# Passage to read:
We denote a SNP to be significant either if its p value is smaller than a cutoff value or if it belongs to a target number of ranked SNPs. For example, if our target number of selected SNPs is 200, then a SNP will be called truly identified from a simulated phenotype data if its rank belongs to the top 200. Alternatively, if our target cutpoint for p value is 0.001, then a SNP will be called truly identified if the p value of the SNP is found to be less than 0.001. The proportion is estimated by counting how many times from the 200 simulations the SNP (rs6442089) was in the list of target SNPs or within the p value cutpoint. Figure 1 lists the proportions for the 3 methods. Figure 1A indicates that the GRAMMAR procedure with the baseline measures is more effective than any of the other methods in selecting the SNPs considering SBP as outcome. But we found that the GRAMMAR procedure was not effective with baseline DBP measures among the models (Figure 1C). As seen in Figures 1Band D, LMM with mean measures outcome has greater power to detect the genetic variant considering a cutpoint of p values. It appears from the figures that applying LMM to longitudinal DBP data provides better results in selecting the SNP compared to any of the other methods. We found similar results by both Model 3(A) and Model 3(B). That is, the results from Model 3(A) and Model 3(B) do not look qualitatively different from each other: In both cases, the performance of selecting the SNP is lower in SBP and higher in DBP.

Figure 1
figure 1

Identifying a known significant SNP by three LMMs using the simulated GAW18 data.

Application to real data

We employed the 3 LMMs to real phenotype SBP data after adjusting for covariates and we rank the SNPs using the p values for each SNP. We considered first 3 time points to avoid the missing values of the fourth time point, and we applied the 3 models to the same 845 individuals who were selected in the simulated data analysis. We report 5 top-ranked SNPs in Table 1. It can be seen that the p values from the LMM with longitudinal measurements are conservative compared to other methods. After investigation of the top 20 SNPs we found 3 SNPs in common across the models. The ranks for the known SNP, rs6442089, are 4376, 3105, and 758 by the LMMs with baseline, longitudinal (Model 3A), and mean measures outcome, respectively. Therefore, the real phenotype data suggest that the LMM with mean measurements performs best among the 3 methods for identifying the SNP rs6442089.

# Required action 1:
From the SNP analysis passage, list each rank reported for the known SNP rs6442089 in the real-data application, along with the model it belongs to.
# Required action 2:
Please write a continuation of the SNP analysis passage that picks up after its last sentence.

Point localization data:
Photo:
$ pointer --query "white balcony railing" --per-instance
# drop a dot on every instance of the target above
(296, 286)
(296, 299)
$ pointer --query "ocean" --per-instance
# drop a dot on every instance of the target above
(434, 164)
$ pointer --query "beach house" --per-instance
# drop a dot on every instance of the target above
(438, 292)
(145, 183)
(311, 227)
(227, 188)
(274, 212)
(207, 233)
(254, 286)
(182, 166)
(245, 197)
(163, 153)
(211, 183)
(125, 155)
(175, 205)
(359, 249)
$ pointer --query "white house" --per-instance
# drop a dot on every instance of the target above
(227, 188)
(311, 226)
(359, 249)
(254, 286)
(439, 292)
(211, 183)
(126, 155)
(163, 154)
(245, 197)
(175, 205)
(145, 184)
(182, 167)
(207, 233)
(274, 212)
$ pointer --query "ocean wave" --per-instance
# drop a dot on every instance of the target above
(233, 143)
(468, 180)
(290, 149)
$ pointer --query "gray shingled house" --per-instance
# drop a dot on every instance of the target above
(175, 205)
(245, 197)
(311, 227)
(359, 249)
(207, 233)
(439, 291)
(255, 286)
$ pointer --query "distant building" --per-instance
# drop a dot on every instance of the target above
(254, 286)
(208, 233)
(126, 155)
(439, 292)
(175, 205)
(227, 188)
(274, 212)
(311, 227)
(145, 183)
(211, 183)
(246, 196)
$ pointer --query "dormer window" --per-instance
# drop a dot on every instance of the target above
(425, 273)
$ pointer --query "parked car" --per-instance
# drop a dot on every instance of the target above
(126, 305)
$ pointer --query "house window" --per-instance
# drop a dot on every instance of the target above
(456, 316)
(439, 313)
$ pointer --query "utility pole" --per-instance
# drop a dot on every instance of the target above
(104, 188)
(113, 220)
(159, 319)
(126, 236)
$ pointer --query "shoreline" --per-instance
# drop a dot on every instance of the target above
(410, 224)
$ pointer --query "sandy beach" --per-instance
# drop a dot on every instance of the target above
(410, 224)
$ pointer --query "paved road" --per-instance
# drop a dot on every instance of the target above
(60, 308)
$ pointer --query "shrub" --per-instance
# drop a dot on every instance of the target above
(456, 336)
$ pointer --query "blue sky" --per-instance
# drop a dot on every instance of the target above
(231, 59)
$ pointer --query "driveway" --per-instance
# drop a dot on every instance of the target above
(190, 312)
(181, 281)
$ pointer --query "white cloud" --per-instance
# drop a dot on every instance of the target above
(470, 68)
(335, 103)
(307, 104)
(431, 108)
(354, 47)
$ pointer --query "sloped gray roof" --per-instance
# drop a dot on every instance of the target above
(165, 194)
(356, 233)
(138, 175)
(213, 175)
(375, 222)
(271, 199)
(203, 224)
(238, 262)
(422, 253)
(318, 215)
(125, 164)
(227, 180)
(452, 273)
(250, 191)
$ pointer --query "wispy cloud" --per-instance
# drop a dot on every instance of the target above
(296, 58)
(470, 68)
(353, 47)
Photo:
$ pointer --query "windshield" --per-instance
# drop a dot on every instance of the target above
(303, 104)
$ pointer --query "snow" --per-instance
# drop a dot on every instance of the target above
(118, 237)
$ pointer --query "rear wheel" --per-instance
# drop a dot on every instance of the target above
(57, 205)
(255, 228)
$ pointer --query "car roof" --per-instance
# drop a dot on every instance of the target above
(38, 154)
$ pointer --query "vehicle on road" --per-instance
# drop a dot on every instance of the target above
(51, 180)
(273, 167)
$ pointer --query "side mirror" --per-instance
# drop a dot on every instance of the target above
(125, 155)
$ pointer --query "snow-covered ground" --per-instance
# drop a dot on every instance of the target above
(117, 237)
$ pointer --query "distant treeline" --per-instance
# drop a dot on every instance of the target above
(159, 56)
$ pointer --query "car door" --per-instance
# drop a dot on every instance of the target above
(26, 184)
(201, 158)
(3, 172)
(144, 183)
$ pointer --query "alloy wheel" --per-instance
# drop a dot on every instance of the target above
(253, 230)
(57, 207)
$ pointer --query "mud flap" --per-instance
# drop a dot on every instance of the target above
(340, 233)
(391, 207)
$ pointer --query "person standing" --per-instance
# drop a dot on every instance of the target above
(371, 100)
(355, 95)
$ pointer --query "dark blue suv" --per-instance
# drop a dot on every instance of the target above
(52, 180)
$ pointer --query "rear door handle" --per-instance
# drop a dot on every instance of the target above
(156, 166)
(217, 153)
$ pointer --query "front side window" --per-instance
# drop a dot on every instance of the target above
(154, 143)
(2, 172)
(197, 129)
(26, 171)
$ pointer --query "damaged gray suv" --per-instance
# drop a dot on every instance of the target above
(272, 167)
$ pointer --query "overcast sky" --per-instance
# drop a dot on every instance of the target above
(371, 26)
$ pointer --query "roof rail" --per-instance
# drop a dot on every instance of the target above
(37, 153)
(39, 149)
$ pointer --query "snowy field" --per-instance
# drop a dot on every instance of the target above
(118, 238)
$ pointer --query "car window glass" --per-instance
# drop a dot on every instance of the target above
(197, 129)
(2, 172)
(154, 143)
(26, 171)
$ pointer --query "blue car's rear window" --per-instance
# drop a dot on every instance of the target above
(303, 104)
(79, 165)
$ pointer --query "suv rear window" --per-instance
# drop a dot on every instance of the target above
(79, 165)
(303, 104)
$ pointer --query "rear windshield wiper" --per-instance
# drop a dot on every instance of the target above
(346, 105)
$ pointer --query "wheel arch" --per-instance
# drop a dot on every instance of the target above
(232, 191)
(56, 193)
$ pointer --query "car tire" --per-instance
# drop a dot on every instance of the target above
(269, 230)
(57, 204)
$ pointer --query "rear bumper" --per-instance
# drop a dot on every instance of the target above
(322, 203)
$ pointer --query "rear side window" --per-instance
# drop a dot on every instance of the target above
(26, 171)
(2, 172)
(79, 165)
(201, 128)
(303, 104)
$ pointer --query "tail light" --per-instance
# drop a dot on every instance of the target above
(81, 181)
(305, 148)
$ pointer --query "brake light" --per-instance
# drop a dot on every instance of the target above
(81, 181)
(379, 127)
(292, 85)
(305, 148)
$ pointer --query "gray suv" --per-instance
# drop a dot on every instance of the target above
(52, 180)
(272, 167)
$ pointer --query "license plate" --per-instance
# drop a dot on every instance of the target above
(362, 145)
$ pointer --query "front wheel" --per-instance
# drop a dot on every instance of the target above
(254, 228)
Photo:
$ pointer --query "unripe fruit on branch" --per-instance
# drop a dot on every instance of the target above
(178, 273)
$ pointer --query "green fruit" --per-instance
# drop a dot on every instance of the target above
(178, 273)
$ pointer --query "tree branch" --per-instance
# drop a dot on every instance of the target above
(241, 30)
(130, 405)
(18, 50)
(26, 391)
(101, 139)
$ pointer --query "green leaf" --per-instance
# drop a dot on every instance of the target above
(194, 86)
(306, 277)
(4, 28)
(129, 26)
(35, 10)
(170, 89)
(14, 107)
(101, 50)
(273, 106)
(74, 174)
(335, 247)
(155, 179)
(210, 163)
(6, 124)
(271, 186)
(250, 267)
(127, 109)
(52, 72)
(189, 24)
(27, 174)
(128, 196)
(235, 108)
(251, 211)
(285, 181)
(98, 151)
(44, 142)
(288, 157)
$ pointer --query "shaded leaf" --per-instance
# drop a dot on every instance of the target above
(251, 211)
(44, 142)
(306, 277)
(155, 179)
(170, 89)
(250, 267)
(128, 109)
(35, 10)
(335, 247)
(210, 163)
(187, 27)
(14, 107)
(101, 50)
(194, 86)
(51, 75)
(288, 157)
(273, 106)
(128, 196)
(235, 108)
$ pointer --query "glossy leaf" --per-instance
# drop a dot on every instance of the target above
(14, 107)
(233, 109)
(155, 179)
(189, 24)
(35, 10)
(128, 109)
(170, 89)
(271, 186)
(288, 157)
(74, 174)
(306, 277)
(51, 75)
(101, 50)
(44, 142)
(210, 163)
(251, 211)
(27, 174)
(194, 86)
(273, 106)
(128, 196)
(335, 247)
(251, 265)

# Answer section 1:
- LMM with baseline measures: 4376
- LMM with longitudinal measures (Model 3A): 3105
- LMM with mean measures: 758

# Answer section 2:
Table 1 Top 5 SNPs by the 3 LMMs considering the outcome SBP

Discussion

In this article we applied 3 LMMs to the study of GAW18 in family data and in settings of relevance to baseline measures, mean measures, and longitudinally measured data. The statistical analysis of GWAS for GAW18 data using LMMs with longitudinal DBP measurements is capable of revealing the dynamic pattern of genetic control over chromosome 3 but did not perform competitively with other models for longitudinal SBP measurements. Exploratory/graphical analysis for the trajectories of SBP and DBP measurements also supported the conclusion that DBP had more subject-specific variability in slopes than SBP. However, the GRAMMAR approach with single-measure SBP data at baseline can be used on the development of SNP selection.

A general consideration applicable to all the methods discussed here concerns the issue of whether the outcome is linear or nonlinear. An alternative approach could be to relax the conditions imposed on linear models and explore the hidden structure by using a varying coefficient model [10]. Consequently, it will be interesting to apply another method assuming the effects of SNPs are smooth functions of time.

Conclusion

We showed that a linear mixed modeling framework was most accurate at identifying known single-nucleotide polymorphism compared to other competing methods we considered in this manuscript for the analysis of longitudinal measurements of diastolic blood pressure. In contrast, baseline measures performed best with systolic blood pressure highlighting that, depending on the trajectory profile of the quantitative trait of interest, either just baseline values or serially measured values can be useful in genetic association studies.